Segment Start: Selected text

ER network heterogeneity guides diffusive transport and kinetics

TL;DR

This study investigates how the heterogeneity and dynamics of the endoplasmic reticulum network influence diffusive protein transport, revealing that network structure creates hotspots that facilitate molecular interactions and ER exit site localization.

Contribution

The paper combines experimental imaging, computational modeling, and analytical methods to show that ER network heterogeneity significantly impacts diffusive transport and reaction sites.

Findings

ER network heterogeneity creates 'hot spots' for molecular interactions.

ER dynamics are slow enough to have minimal impact on diffusion.

ER exit sites are preferentially located in highly accessible regions.

Segment End: Selected text
Segment Start: Provided information

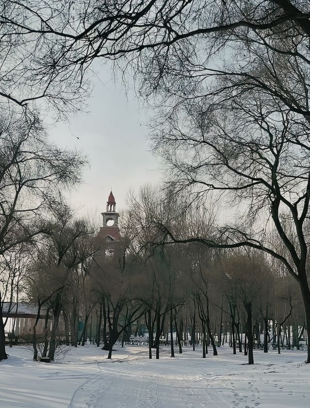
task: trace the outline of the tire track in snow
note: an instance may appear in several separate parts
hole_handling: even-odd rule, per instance
[[[115,362],[118,362],[115,361]],[[100,372],[75,392],[68,408],[227,408],[227,400],[186,375],[150,372],[130,361],[98,364]],[[140,364],[139,364],[140,365]]]

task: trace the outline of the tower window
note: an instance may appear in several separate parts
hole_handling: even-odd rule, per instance
[[[108,227],[112,227],[114,225],[115,223],[115,220],[113,220],[113,218],[108,218],[106,221],[106,224]]]

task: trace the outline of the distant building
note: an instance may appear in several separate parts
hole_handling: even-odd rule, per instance
[[[116,211],[116,203],[112,191],[107,203],[106,211],[101,214],[103,217],[103,226],[94,239],[94,244],[98,249],[98,255],[110,256],[114,252],[113,243],[120,241],[122,236],[118,226],[120,214]]]

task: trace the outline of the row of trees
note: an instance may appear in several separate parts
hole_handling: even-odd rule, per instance
[[[215,190],[222,203],[247,209],[211,231],[159,219],[157,245],[247,247],[280,262],[299,286],[308,338],[310,13],[304,0],[93,0],[60,9],[57,0],[8,0],[0,11],[3,106],[34,112],[42,99],[65,115],[87,94],[93,60],[129,67],[140,94],[156,101],[154,148],[173,192],[194,199]],[[277,245],[266,238],[272,226]]]
[[[100,251],[94,248],[92,243],[95,241],[90,238],[93,234],[85,237],[84,232],[73,233],[79,230],[76,224],[70,234],[62,232],[62,235],[57,234],[56,240],[53,236],[51,245],[46,243],[45,248],[54,249],[48,257],[45,250],[43,262],[38,254],[37,270],[44,275],[46,284],[43,285],[36,277],[34,281],[40,284],[35,288],[31,285],[29,293],[32,296],[35,293],[38,304],[44,304],[47,313],[51,310],[53,314],[53,328],[50,333],[46,332],[43,356],[54,359],[61,312],[66,342],[76,346],[78,342],[85,344],[88,323],[96,310],[99,312],[95,316],[96,342],[98,346],[103,342],[109,358],[120,337],[123,343],[128,340],[133,324],[137,332],[142,325],[147,327],[151,358],[153,347],[159,358],[163,336],[169,331],[170,339],[172,332],[176,332],[181,352],[188,333],[194,347],[199,333],[203,357],[209,344],[217,355],[217,346],[220,346],[229,331],[233,353],[237,347],[242,351],[244,344],[249,363],[253,363],[255,338],[256,344],[264,346],[265,352],[272,343],[277,344],[279,352],[284,336],[287,345],[291,345],[292,327],[292,345],[299,347],[300,339],[306,336],[305,314],[298,288],[281,263],[257,251],[210,249],[203,243],[163,247],[163,231],[158,228],[160,220],[171,227],[176,222],[179,228],[190,229],[194,223],[195,228],[210,234],[214,229],[215,215],[214,207],[213,214],[196,208],[186,214],[177,202],[163,198],[160,193],[145,187],[139,198],[130,197],[123,219],[125,237],[114,246],[112,257],[104,256],[102,246]],[[274,232],[270,240],[273,239]],[[68,252],[60,252],[60,247]],[[59,253],[64,254],[61,263]],[[80,314],[85,325],[78,339],[77,320]],[[245,333],[245,338],[242,338]],[[170,344],[173,347],[173,342]],[[35,340],[34,345],[36,358]],[[173,348],[171,353],[174,355]]]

Segment End: Provided information

Activities >>
1 – For each statement, say whether it agrees with the ER network summary, answering yes or no and quoting the words that decide it: (a) ER dynamics strongly alter diffusion. (b) ER exit sites tend to sit in highly accessible regions. (c) The paper relies on computational modeling alone.
2 – Go on with the ER network summary from the point where it stops.
The dataset excerpts have no connection to the ER network summary.

Numbered answers >>
1 –
(a) No: "ER dynamics are slow enough to have minimal impact on diffusion."
(b) Yes: "ER exit sites are preferentially located in highly accessible regions."
(c) No: "combines experimental imaging, computational modeling, and analytical methods"

2 –
Abstract

The endoplasmic reticulum (ER) is a dynamic network of interconnected sheets and tubules that orchestrates the distribution of lipids, ions, and proteins throughout the cell. The impact of its complex, dynamic morphology on its function as an intracellular transport hub remains poorly understood. To elucidate the functional consequences of ER network structure and dynamics, we quantify how the heterogeneity of the peripheral ER in COS7 cells affects diffusive protein transport. In vivo imaging of photoactivated ER membrane proteins demonstrates their non-uniform spreading to adjacent regions, in a manner consistent with simulations of diffusing particles on extracted network structures. Using a minimal network model to represent tubule rearrangements, we demonstrate that ER network dynamics are sufficiently slow to have little effect on diffusive protein transport. Furthermore, stochastic simulations reveal a novel consequence of ER network heterogeneity: the existence of 'hot spots' where sparse diffusive reactants are more likely to find one another. Intriguingly, ER exit sites are disproportionately found in these highly accessible regions. Combining in vivo experiments with analytic calculations, quantitative image analysis, and computational modeling, we demonstrate how structure guides diffusive protein transport and reactions in the ER.